--- start of Given information ---
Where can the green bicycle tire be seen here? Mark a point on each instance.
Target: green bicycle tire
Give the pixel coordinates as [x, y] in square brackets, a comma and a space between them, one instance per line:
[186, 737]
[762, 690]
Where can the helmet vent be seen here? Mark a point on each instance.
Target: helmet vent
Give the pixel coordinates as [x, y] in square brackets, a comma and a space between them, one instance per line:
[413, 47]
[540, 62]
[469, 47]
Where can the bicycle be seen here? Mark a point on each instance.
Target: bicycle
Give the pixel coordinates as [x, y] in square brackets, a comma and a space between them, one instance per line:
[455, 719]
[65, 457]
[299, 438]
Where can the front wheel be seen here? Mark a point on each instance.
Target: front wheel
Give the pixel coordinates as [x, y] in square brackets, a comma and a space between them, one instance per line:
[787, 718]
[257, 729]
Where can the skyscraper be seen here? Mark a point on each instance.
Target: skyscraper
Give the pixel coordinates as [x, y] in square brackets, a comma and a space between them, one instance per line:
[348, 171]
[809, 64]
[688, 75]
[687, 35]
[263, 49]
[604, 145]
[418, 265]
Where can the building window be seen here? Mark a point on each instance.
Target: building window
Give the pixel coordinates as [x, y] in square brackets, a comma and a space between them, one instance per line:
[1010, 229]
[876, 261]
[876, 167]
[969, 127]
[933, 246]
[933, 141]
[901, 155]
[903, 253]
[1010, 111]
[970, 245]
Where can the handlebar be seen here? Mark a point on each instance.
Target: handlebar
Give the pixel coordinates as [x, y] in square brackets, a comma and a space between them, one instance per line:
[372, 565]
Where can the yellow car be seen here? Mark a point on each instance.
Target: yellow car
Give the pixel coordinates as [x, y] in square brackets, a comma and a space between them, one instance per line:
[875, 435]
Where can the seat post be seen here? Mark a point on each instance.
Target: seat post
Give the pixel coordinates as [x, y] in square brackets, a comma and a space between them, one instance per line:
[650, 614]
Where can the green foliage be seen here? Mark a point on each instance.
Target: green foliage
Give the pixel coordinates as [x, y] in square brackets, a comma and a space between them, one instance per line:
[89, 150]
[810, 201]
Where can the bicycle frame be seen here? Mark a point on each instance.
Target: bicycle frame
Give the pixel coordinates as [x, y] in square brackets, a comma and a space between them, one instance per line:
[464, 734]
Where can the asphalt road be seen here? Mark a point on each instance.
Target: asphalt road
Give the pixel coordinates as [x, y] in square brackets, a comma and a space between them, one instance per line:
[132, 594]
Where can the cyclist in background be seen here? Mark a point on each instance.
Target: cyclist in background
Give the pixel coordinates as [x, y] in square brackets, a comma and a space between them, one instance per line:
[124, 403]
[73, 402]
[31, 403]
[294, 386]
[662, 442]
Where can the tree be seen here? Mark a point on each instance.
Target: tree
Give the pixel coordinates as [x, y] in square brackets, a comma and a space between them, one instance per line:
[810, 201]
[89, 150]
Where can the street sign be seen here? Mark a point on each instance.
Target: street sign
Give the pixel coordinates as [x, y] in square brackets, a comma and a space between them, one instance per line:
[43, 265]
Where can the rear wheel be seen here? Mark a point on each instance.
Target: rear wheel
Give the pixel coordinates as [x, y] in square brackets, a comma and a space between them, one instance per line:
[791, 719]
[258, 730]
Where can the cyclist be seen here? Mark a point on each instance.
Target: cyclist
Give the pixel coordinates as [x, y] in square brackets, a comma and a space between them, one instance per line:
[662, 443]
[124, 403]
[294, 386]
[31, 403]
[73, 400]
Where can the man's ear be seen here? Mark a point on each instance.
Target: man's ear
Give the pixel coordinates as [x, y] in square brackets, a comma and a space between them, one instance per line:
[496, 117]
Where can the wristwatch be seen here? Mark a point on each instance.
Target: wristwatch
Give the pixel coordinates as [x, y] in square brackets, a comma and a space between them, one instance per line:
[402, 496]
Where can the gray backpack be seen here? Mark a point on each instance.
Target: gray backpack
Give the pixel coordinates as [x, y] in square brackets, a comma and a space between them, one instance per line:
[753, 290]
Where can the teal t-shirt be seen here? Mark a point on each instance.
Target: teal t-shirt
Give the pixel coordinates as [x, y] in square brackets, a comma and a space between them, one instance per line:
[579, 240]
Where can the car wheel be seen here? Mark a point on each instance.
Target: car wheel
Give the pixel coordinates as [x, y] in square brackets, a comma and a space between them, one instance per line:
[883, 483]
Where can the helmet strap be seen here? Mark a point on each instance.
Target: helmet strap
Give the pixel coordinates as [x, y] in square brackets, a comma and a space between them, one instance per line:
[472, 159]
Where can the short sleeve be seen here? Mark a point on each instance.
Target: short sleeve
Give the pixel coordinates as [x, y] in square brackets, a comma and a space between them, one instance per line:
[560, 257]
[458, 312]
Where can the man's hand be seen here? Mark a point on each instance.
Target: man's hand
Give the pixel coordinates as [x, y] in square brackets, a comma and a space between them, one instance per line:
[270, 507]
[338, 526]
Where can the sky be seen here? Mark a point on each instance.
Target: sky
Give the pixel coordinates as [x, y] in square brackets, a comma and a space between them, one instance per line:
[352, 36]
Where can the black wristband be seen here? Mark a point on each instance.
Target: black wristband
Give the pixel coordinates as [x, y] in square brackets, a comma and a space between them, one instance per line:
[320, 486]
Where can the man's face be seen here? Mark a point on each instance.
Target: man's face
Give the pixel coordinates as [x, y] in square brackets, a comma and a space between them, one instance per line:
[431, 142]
--- end of Given information ---
» What you have to do
Rewrite the part of the listing above that opens with the line containing "Where can the black" and ends with the last line of the listing, keeping every line, requests included. Shift each coordinate in the answers by adding 33 to it.

» The output
Where can the black wristband be seen here? Mark a point on each instance.
Target: black wristband
Give the pixel coordinates as [x, y] in square brackets, a comma and a space between them, one instance per line:
[353, 519]
Where can the man's face be seen here? Mark a point on each instance.
Target: man's face
Give the pixel coordinates as [x, y] in square brackets, a comma and a space between them, one instance per line:
[464, 175]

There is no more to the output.